PROBLEM: Write out, exactly as they appear, only the lines running from the line with "Locate the man's eyeglasses" to the final line of the listing; include both.
┄┄┄┄┄┄
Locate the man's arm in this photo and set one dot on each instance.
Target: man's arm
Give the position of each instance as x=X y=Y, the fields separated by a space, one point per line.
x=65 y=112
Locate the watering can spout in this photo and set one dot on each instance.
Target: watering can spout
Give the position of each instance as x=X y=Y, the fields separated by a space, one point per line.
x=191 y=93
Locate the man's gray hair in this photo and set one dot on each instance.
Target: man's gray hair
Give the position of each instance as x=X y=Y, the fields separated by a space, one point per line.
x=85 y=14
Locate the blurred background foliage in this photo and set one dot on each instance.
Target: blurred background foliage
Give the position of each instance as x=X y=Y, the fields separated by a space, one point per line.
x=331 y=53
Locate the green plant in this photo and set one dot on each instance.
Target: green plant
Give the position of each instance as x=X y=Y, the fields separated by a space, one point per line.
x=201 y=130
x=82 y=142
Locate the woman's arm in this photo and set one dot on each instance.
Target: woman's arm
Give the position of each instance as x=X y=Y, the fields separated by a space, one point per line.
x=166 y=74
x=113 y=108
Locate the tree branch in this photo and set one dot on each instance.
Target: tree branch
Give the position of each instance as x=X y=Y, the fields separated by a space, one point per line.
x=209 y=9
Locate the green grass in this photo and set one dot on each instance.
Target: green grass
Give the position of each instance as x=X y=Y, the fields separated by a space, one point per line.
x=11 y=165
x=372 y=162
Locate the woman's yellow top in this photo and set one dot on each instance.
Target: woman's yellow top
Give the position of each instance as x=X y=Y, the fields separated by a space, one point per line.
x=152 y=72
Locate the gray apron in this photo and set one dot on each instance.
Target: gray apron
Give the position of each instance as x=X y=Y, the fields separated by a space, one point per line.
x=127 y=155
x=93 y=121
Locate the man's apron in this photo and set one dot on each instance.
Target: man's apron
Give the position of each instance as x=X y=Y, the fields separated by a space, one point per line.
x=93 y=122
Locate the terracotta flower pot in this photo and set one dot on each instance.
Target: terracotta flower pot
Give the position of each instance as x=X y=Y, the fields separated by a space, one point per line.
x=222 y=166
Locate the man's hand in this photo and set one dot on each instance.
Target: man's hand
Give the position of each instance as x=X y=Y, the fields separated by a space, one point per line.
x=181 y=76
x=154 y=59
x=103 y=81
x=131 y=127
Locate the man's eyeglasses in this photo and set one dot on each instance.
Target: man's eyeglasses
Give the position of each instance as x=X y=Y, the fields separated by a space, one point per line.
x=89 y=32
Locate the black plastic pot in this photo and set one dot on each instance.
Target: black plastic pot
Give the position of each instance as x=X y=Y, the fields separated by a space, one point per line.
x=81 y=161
┄┄┄┄┄┄
WRITTEN ANSWER:
Locate the man's eyeglasses in this photo and set one dot on each instance.
Target: man's eyeglasses
Give the position of each instance as x=X y=Y, the fields separated by a space, one point per line.
x=89 y=32
Locate the black plastic pot in this photo and set one dot on each instance.
Target: black plastic pot
Give the position of each instance as x=X y=Y, the fields separated by a space, one point per line.
x=81 y=161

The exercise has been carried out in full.